→ **Work to be completed**
Write out the whole listing again, exactly as given.

Records to use Block Start

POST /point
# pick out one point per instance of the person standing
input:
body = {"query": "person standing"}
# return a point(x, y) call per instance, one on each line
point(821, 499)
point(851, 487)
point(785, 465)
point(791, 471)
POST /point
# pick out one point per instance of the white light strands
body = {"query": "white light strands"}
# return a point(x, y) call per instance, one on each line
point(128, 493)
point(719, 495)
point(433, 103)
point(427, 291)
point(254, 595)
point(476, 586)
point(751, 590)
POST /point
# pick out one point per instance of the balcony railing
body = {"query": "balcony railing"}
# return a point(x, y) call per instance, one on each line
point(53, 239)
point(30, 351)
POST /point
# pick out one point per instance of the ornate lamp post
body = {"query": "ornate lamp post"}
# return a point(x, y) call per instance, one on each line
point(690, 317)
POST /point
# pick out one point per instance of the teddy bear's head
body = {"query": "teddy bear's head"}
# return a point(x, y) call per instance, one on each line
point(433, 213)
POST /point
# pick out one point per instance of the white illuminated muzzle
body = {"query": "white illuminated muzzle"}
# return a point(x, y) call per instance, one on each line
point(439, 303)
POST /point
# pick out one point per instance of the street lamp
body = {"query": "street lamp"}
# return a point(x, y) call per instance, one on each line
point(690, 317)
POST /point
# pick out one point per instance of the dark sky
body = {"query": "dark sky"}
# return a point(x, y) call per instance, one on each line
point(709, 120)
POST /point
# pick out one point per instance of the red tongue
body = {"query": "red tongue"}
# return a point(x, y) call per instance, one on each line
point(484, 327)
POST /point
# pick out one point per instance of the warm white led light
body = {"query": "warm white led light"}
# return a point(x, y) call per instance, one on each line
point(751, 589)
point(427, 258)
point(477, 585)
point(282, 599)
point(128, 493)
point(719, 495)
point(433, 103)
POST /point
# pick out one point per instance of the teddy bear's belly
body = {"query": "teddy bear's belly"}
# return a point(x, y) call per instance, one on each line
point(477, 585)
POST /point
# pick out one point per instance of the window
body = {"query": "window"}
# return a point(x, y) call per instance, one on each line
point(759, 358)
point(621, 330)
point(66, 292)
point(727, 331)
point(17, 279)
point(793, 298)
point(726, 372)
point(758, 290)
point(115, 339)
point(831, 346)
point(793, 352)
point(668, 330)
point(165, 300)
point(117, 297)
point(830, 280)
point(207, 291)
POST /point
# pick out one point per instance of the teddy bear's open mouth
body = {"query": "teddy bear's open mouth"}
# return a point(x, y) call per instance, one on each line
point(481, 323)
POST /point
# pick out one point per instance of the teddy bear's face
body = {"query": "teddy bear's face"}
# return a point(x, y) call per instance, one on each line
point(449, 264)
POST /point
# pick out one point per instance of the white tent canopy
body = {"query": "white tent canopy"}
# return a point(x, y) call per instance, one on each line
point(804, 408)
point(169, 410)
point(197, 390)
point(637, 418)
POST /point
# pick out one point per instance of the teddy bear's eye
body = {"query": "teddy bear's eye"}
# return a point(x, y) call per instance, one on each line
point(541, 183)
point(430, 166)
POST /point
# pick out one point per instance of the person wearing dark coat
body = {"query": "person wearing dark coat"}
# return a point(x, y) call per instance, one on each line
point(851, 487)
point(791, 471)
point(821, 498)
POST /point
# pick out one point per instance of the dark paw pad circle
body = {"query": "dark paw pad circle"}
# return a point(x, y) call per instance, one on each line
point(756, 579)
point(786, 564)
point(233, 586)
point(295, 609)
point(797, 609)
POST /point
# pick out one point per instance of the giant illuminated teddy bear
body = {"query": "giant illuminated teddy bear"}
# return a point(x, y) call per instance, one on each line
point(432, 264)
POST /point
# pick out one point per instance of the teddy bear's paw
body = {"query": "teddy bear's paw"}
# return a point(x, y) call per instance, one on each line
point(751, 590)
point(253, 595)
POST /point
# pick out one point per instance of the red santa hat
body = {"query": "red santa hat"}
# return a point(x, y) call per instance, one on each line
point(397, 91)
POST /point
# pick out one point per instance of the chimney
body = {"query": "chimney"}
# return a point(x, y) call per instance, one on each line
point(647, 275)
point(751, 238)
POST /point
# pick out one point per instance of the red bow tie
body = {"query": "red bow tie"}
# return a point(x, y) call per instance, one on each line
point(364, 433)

Records to use Block End

→ **Task response**
POST /point
# pick out one point per instance of the person standing
input:
body = {"query": "person standing"}
# return a point(x, y) call per instance, one on each line
point(821, 499)
point(851, 487)
point(785, 465)
point(791, 471)
POST /point
# pick out one point per instance of the white light strands
body = {"query": "white light strands"}
# return a point(x, y) call per instance, one on each line
point(128, 493)
point(719, 495)
point(433, 103)
point(427, 291)
point(254, 595)
point(476, 586)
point(751, 590)
POST /point
# pick out one point per instance of the balcony railing
body = {"query": "balcony railing"}
# return a point(x, y) call per instance, one on each line
point(53, 239)
point(30, 351)
POST /point
# pick out one point per instance of the ornate lamp post
body = {"query": "ornate lamp post"}
# return a point(x, y) call per instance, one on each line
point(690, 317)
POST /point
# pick out one point per instance of the teddy bear's head
body = {"query": "teddy bear's head"}
# return a point(x, y) call per instance, one on each line
point(433, 213)
POST /point
# pick out one point per instance of the white illuminated muzzle
body = {"query": "white illuminated muzzle"}
# return a point(x, y) call per instance, one on each line
point(439, 303)
POST /point
# pick out one point per instance of the street lamp
body = {"query": "street lamp"}
# return a point(x, y) call per instance, one on each line
point(690, 317)
POST /point
# pick out one point per instance of the dark sky
body = {"query": "dark sky"}
# return a point(x, y) call per instance, one on each line
point(709, 120)
POST /point
# pick out one point per instance of the red tongue
body = {"query": "red tongue"}
# return a point(x, y) call per instance, one on each line
point(484, 327)
POST /point
# pick out one point per instance of the warm white led light
body = {"query": "warm white led light"}
# return a point(x, y) call per instance, one on each line
point(751, 589)
point(427, 258)
point(477, 585)
point(282, 599)
point(128, 493)
point(719, 495)
point(433, 103)
POST /point
# pick out one point per instance of the teddy bear's belly
body = {"query": "teddy bear's belly"}
# return a point(x, y) call per instance, one on each line
point(477, 585)
POST /point
# pick out one point per instance of the window
body = {"query": "window"}
# return a point(x, y) call per instance, one on each line
point(759, 358)
point(621, 330)
point(66, 292)
point(727, 331)
point(17, 279)
point(793, 298)
point(726, 372)
point(758, 290)
point(115, 339)
point(831, 346)
point(793, 352)
point(668, 330)
point(165, 300)
point(117, 297)
point(830, 280)
point(207, 291)
POST /point
# pick out one point per instance of the teddy bear's open mouth
body = {"query": "teddy bear's open mouth"}
# return a point(x, y) call per instance, one on each line
point(481, 323)
POST /point
# pick out one point per instance of the teddy bear's face
body = {"query": "teddy bear's face"}
# return a point(x, y) call per instance, one on each line
point(449, 264)
POST /point
# pick out one point per instance of the white tent canopy
body = {"query": "white tent canopy"}
# return a point(x, y) call per instance, one on each line
point(804, 408)
point(169, 410)
point(197, 390)
point(637, 418)
POST /point
# pick out one point per instance of the teddy bear's eye
body = {"query": "teddy bear's eye"}
# return a point(x, y) call per instance, one on each line
point(541, 183)
point(430, 166)
POST /point
# pick out one point per instance of the person wearing dark coat
body = {"query": "person wearing dark coat"}
# return a point(x, y) call per instance, one on each line
point(851, 487)
point(791, 471)
point(821, 498)
POST /point
# pick out one point per instance of the dark paw pad circle
body = {"query": "dark paw pad circle"}
# return a point(x, y) call per instance, one on each line
point(756, 579)
point(786, 564)
point(233, 586)
point(295, 609)
point(797, 609)
POST /point
# pick out one point per instance of the giant illuminated teddy bear
body = {"query": "giant illuminated teddy bear"}
# return a point(x, y) call per instance, one on each line
point(432, 264)
POST /point
# pick out one point per instance of the teddy bear's paw
body = {"query": "teddy bear's paw"}
# return a point(x, y) call per instance, one on each line
point(751, 590)
point(253, 595)
POST /point
# pick out one point per instance of the red santa hat
body = {"query": "red santa hat"}
# return a point(x, y) call per instance, one on each line
point(397, 91)
POST /point
# pick out one point per instance of the chimney
body = {"query": "chimney"}
# return a point(x, y) call per instance, one on each line
point(647, 275)
point(751, 238)
POST /point
# pick out one point per instance of the red bow tie
body = {"query": "red bow tie"}
# return a point(x, y) call per instance, one on each line
point(364, 433)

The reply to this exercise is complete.